Reproduce the records that follow exactly as they are written.

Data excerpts

□ □ □ □

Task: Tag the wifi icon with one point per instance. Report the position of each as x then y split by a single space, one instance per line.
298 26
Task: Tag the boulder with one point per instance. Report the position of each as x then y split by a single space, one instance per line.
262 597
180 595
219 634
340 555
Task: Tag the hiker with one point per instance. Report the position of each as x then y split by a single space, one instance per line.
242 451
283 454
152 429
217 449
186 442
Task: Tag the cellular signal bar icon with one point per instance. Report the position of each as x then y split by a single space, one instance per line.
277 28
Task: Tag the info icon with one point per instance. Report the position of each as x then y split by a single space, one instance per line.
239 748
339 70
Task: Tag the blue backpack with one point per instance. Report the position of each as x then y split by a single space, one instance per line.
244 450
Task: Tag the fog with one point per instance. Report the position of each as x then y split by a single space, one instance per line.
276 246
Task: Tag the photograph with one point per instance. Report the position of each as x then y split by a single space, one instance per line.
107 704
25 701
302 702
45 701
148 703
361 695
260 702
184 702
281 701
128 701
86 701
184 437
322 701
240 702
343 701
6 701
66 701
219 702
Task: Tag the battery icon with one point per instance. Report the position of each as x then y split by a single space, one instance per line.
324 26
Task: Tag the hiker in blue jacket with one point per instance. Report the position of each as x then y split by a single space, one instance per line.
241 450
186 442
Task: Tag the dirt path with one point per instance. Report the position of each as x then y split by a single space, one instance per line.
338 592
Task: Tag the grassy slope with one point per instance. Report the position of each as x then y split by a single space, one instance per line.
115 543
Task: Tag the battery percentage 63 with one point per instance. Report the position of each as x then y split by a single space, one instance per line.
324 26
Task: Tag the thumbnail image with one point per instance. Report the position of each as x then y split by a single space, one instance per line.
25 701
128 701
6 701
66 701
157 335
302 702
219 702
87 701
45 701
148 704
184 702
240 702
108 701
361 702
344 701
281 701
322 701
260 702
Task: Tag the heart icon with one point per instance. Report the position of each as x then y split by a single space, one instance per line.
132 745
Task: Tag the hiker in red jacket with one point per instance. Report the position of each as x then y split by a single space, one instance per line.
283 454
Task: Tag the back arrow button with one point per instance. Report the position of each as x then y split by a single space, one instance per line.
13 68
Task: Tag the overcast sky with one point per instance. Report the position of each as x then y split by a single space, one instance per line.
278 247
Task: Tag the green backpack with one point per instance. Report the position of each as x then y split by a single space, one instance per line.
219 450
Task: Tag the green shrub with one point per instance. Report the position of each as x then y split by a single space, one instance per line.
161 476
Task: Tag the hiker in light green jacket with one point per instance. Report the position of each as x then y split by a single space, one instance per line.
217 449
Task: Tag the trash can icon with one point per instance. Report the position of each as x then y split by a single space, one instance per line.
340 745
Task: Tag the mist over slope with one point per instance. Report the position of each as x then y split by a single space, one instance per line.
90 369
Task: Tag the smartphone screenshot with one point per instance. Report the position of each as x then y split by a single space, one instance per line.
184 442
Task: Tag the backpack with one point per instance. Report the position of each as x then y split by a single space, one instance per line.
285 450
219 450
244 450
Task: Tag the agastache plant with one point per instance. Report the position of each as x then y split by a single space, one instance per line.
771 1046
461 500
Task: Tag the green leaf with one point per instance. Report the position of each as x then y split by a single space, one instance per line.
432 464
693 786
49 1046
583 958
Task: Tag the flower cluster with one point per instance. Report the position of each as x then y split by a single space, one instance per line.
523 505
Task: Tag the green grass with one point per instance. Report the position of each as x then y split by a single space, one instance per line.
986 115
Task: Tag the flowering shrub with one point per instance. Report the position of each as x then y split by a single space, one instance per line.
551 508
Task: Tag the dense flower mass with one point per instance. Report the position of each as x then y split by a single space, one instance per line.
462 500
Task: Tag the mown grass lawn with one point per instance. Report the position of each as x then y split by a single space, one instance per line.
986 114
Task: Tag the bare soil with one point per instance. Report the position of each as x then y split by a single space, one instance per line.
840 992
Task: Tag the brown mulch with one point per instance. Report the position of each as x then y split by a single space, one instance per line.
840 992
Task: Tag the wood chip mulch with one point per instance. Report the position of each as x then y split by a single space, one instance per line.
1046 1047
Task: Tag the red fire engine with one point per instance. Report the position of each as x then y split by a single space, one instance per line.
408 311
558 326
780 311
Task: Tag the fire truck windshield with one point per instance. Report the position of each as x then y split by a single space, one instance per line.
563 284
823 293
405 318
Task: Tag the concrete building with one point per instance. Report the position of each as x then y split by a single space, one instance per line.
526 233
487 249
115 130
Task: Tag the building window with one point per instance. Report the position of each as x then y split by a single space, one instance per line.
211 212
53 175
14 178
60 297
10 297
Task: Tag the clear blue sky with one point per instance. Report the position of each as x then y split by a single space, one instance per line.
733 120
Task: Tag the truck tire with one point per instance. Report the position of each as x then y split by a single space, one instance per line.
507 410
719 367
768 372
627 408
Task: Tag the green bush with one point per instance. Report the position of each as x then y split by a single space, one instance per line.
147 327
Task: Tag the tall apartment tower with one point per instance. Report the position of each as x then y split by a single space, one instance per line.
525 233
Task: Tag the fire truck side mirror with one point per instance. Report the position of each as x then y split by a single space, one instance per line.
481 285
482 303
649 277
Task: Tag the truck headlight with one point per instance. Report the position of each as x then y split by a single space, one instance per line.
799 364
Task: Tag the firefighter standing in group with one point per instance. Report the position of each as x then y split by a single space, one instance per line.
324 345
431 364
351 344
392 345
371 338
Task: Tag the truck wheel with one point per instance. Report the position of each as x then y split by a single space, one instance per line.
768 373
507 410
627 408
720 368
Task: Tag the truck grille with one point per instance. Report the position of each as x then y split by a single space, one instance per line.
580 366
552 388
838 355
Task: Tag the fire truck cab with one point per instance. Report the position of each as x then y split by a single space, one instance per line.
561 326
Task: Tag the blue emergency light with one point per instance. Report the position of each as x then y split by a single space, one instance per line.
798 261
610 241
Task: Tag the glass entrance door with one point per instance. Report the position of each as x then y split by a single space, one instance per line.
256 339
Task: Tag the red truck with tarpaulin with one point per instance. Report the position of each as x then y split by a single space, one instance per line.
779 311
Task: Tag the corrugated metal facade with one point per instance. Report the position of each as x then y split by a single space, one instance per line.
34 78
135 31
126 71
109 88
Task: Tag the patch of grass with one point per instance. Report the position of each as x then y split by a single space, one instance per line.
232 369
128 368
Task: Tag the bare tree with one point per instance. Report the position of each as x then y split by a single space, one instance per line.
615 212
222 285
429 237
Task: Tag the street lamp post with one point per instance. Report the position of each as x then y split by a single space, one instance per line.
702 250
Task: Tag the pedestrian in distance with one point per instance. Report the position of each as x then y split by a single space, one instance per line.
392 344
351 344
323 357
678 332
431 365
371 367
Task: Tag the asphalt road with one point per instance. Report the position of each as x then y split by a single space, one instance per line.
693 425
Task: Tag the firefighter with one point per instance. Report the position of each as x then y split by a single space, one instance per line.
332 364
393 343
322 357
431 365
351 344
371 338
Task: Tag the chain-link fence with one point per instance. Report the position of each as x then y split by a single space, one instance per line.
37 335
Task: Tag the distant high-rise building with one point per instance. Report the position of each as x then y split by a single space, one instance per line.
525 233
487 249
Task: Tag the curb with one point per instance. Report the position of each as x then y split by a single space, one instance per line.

□ □ □ □

ANSWER TO THIS TASK:
Task: Tag the wifi icon with one point per instance. Report the position of each as x then y split by a single space, one instance per line.
298 26
Task: Tag the boulder with one point per instance. Report the position of each as x then y split by a single space, one instance per line.
262 597
180 595
219 634
340 555
Task: Tag the hiker with one point per instance. Report the position of each as x then y split by a single space, one instance per line.
242 451
283 454
152 429
217 449
186 442
Task: Tag the cellular signal bar icon with one point per instance. Report the position of each as x then y split by a single space, one instance per line.
277 28
Task: Tag the info icon with one point per instance. Report the position of each as x then y split by a single space, one instance per line.
239 748
339 70
Task: Tag the blue backpack with one point per instance. Report the position of each as x then y split by a single space, one instance per line.
244 450
Task: Tag the fog with one point per instance. Report the position of each as x then y split by a single space, one instance per line.
276 246
Task: Tag the photograph with one point per instance. Report the position of each as x then y split by a single space, one instance per line.
107 704
25 701
302 702
45 701
148 703
361 695
260 702
184 702
281 701
128 701
86 701
184 437
322 701
240 702
343 701
6 701
66 701
219 702
Task: Tag the battery icon with one point per instance. Report the position of each as x then y split by a single space, one instance per line.
324 26
Task: Tag the hiker in blue jacket with one point per instance. Report the position of each as x then y split by a single space, one instance per line.
241 450
186 442
Task: Tag the dirt path with one point per instance. Report the position of each as x then y split by a single space, one instance per line.
338 592
Task: Tag the grassy slope with one point per instance. Report the position of each as x then y split by a single space, one instance per line.
115 543
Task: Tag the battery percentage 63 with one point per instance. Report the position of each as x then y split by a single space, one instance per line.
324 26
Task: Tag the thumbnail image with one point per instance. Report the position of each as x then y split by a single space, one instance per line.
25 701
128 701
6 701
66 701
157 335
302 702
219 702
87 701
45 701
148 704
184 702
240 702
108 701
361 702
344 701
281 701
322 701
260 702
Task: Tag the heart icon with one point per instance. Report the position of each as x then y split by a single space, one instance per line.
132 745
Task: Tag the hiker in red jacket with one point per instance. Report the position of each as x then y split by a single space, one instance per line.
283 454
Task: Tag the back arrow button with one point per instance. Report the position of each as x then y split by a single space, one instance per line.
13 68
Task: Tag the overcast sky with one point per instance. Report the position of each as x then y split by a single space, one instance per line.
278 247
Task: Tag the green backpack with one point per instance. Report the position of each as x then y split by a single space, one instance per line.
219 450
Task: Tag the green shrub with one point per instance. Report the position of each as x then y split by a single space, one instance per line.
161 476
Task: Tag the hiker in light green jacket with one point per instance. Report the position of each as x then y split by a single space, one instance per line.
217 449
Task: Tag the trash can icon with one point per instance. Report the position of each as x then y split by a single space, one instance per line.
340 745
Task: Tag the mist over slope with one point per instance. Report the position of each as x then y split by a single space, one instance per line.
90 369
Task: Tag the smartphone screenshot with one point per instance. Report the position of each as x then y split by a single space, one instance per line.
184 442
Task: Tag the backpack with one point per instance. Report the position of each as x then y split by a single space, one instance per line.
285 450
219 450
244 450
Task: Tag the agastache plant with one point per instance. Report the position of each as x then y split by a single space, one instance per line.
771 1046
461 500
Task: Tag the green leaf with one point per instance. Report the position of each as x then y split by a single space, one instance per line.
432 464
693 786
49 1046
583 958
Task: Tag the flower cluster with one point per instance. Report the position of each as x then y split by a single space, one instance per line.
523 505
Task: Tag the green grass with one point per instance. Report the position of each as x then y split by a single space, one instance per line.
986 115
Task: Tag the flowering shrub with one point per instance. Report the position of each as x then y split by a single space, one instance per line.
551 508
Task: Tag the dense flower mass with one point per instance. Report the position of each as x then y split by a single space, one instance per line.
462 500
Task: Tag the mown grass lawn with one point per instance. Report the position of each as x then y split by a single space, one instance per line.
986 114
Task: Tag the bare soil with one point per instance. Report the position of each as x then y split by a single space, one instance per line.
840 992
Task: Tag the brown mulch with one point per instance. Report the position of each as x then y split by a single space, one instance per line.
840 992
Task: Tag the wood chip mulch with one point per instance. Report the position of each as x then y split by a single space, one instance per line.
1046 1047
Task: Tag the red fire engine with one point per instance. Report the position of each as x then y split by a single space, one instance per line.
408 311
558 326
780 311
Task: Tag the fire truck windshield with one point per instance. Report the position of each as x then y split by a single space, one instance per line.
563 284
823 293
405 318
Task: Tag the concrete building with one point per instance. Report the position of each as x then y split by a single space, one instance per line.
526 233
487 249
115 130
Task: Tag the building window with one point per instance. Report the position of each as x then y split by a single space, one instance per line.
211 212
53 175
14 178
60 297
10 297
Task: Tag the clear blue sky with one point per instance. Report the position of each as x then y split by a single space, one instance per line.
733 120
Task: Tag the truck tire with one point per instance. Report the position of each as x then y split by a single space, one instance per line.
507 410
719 367
768 372
627 408
Task: Tag the green bush with one point per instance. Report the position of each as x then y split by a single space, one instance per line.
147 327
Task: Tag the tall apartment tower with one point per instance. Report the position of each as x then y split by a single space, one instance per line.
525 233
Task: Tag the fire truck side mirror with one point per instance. Report the position of each as x then y split by a single space, one instance per line.
481 285
482 303
649 277
Task: Tag the truck headlight with one point per instance. Report the position of each as x then y split by a single space, one instance per line.
799 364
Task: Tag the firefighter standing in group with one point per instance. Report the position of each as x then y split by a single space, one instance per line.
324 345
431 364
351 344
392 345
371 338
Task: Tag the truck wheel with one point per instance. Report the position of each as x then y split by a single space, one instance per line.
768 373
507 410
627 408
720 368
Task: Tag the truck grille with one point per instance. Report the position of each as x then y split by a single space, one instance per line.
580 366
552 388
838 355
Task: Tag the fire truck cab with one point per instance. Report the position of each as x then y split by a single space, one instance per line.
561 326
Task: Tag the blue emergency light with one point per instance. Report the position of each as x then y split by a single space, one instance per line.
798 261
610 241
Task: Tag the glass entrance door with one point per instance. Report the position of each as x then y split by a single space, one instance per line.
256 339
Task: Tag the red truck with tarpaulin with one point per instance. Report the position of each as x then y split by a single space, one instance per line.
779 311
Task: Tag the corrugated metal facade with one point per instance. Report the position of each as x then y split by a single space, one instance per line.
34 78
135 31
126 71
109 88
Task: Tag the patch of grass with one point per instance. Report the position of each as x then y split by a single space, one instance per line.
232 369
128 368
Task: Tag the bare tree with one point per instance. Report the position of each as x then y split by a single space, one instance per line.
615 212
222 285
429 237
Task: Tag the street lamp post with one point per instance. Report the position of each as x then y split by a single space, one instance per line.
702 250
Task: Tag the pedestrian in distance with one point per instance. Report the position of each as x then y split by a single space, one instance per line.
392 344
351 344
323 357
678 332
431 365
371 367
Task: Tag the asphalt road with one point per instance. Report the position of each as x then y split by a single space, one instance per line.
693 425
Task: Tag the firefighter with one point per instance. Report the position of each as x then y split by a single space, one instance per line.
332 364
393 343
322 357
431 365
351 344
371 338
Task: Tag the chain-link fence with one point per instance. Report the position of each as x then y split by a single space, one instance per line.
37 335
Task: Tag the distant high-rise building with one point per instance. Report the position of each as x then y split by a single space, one instance per line.
525 233
487 249
Task: Tag the curb with one point per instance. Report the position of each as x then y split by a single space, one instance per line.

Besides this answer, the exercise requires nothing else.